### Text for analysis
Master your chargemaster: is your hospital's chargemaster friend or foe? It's a vital element in the revenue cycle, but it can present challenges

Healthcare Financial Management, Sept, 2005 by Duane C. Abbey, Jodee E. Collins

Third-party payers are beginning to address the issue of nonemergency care provided in the ED. Most hospitals provide some urgent or clinical level care in the ED. Coding, billing, and Emergency Medical Treatment and Active Labor Act compliance are all considerations when nonemergency care is provided in the ED. Revenue codes that differentiate urgent care in the ED are:

* Revenue Code 451--EMTALA Screening

* Revenue Code 452--ER Beyond EMTALA Screening

* Revenue Code 456--Urgent Care

Any patient who presents will receive an EMTALA screening. If no emergency medical condition exists, the services would revert to revenue code 456. The CPT codes to be used with 456 are the regular Office Visit or Other Outpatient Visit codes. Hospitals should use revenue codes 451, 452, and 456 only if directed by a third party payer, because these codes involve extensive guidelines and billing directions. When mandated, making the transition to these codes is a major challenge for chargemaster personnel. Although the chargemaster can be set up to accommodate the codes, training and acclimating personnel to proper charge capture and charge entry is a challenge.

### Work instructions
1. According to the chargemaster article, which CPT codes go with revenue code 456?
2. Resume the chargemaster article from its final sentence, continuing in the same technical voice.

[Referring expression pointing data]
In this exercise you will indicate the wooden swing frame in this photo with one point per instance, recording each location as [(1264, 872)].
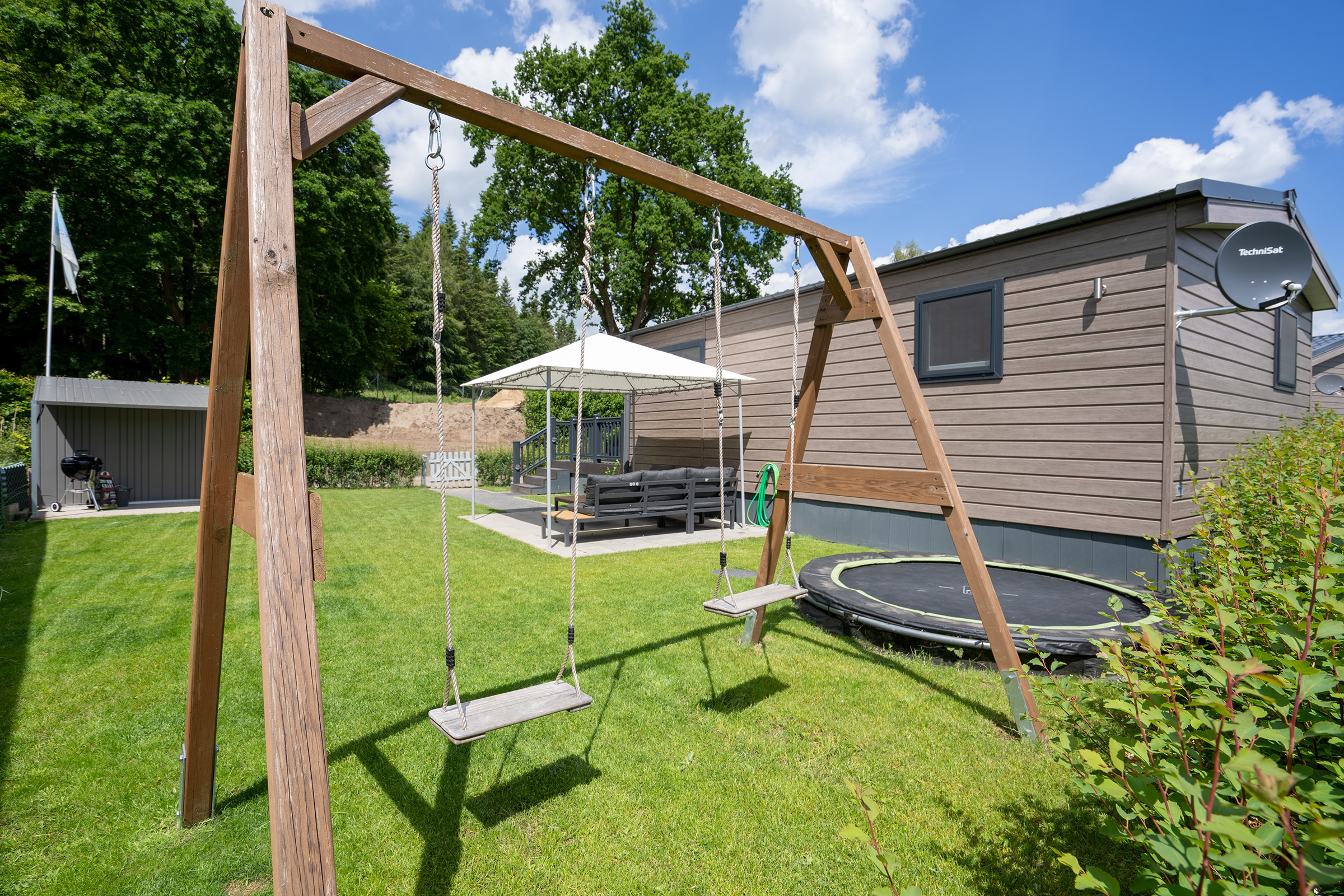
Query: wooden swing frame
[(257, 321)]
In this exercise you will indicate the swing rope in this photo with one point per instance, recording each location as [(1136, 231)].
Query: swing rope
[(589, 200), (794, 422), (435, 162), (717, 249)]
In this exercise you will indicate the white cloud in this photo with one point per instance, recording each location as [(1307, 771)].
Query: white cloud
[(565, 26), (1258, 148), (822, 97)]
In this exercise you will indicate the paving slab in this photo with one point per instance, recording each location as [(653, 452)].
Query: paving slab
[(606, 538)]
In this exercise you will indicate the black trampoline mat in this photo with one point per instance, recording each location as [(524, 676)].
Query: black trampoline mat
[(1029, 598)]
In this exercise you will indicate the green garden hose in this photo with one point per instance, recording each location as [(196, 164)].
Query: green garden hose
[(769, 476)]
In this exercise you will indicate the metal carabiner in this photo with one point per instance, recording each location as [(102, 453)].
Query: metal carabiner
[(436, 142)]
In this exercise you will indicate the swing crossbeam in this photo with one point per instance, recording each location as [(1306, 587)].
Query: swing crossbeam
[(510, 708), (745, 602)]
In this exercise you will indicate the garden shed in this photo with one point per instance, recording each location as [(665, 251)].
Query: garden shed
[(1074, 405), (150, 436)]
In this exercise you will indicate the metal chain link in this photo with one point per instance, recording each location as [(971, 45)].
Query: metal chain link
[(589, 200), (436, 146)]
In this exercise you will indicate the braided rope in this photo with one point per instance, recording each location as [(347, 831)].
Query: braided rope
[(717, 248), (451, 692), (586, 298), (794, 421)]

* * *

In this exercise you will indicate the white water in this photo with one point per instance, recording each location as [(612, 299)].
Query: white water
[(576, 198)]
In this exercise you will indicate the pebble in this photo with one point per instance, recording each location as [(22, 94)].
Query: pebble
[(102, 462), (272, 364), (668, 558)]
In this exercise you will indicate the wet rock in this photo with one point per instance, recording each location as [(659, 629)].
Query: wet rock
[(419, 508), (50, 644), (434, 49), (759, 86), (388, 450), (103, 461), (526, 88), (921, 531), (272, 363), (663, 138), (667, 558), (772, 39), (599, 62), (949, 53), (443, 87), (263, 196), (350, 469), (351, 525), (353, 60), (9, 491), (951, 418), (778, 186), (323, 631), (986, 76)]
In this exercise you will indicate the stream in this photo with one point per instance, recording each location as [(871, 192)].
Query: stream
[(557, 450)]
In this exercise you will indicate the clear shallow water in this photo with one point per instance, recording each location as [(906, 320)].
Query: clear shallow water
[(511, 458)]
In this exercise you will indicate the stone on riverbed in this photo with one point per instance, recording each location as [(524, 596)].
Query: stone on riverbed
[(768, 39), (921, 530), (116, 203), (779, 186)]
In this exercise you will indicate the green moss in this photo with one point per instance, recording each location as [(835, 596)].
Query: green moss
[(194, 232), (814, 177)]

### Results
1. The regular Office Visit or Other Outpatient Visit codes.

2.
Durable medical equipment. DME and associated implantable items represent a special challenge for hospitals. By categorizing these items as implantable or nonimplantable, a better perspective can be gained. This will help chargemaster coordinators address the associated coding and billing processes. Although most compliance concerns revolve around the Medicare program, other third-party payers must be considered also; rules for coding, billing, and payment vary among them.

Hospitals encounter a vast array of implantable items, which may be permanently or temporarily implanted. For instance, a knee-replacement joint would be implanted for a long period measured in years. A catheter used for a coronary catheterization procedure would be implanted for only a brief period measured in minutes. Special Level II HCPCS codes apply for many implantable items. The entire HCPCS coding system should be carefully reviewed for possible use, especially the L-Codes and C-Codes. Although a code may exist for a particular item, payment is often bundled. For APCs, status indicator N may apply. For cases involving separate payment, the code drives the APC grouping and associated payment. For DRGs, bundling occurs regardless of the codes, although some special provisions for DRGs exist that involve provision of DME shortly before discharge.

Hospitals generally use the UB-92 to bill implantable items to the fiscal intermediary; the claims may involve APCs or DRGs. In some cases, it is difficult to determine whether an item should be billed to the FI, particularly with items described by L-Codes. The APC payment system helps determine which codes can be considered for billing to the FI by providing guidance on codes that must be billed only to the DME regional carrier. An HCPCS code listed with status indicator Y, nonimplantable DME, indicates the item must be billed to the DMERC. If there is no status indicator Y, the hospital needs to determine whether the item can be billed to the FI.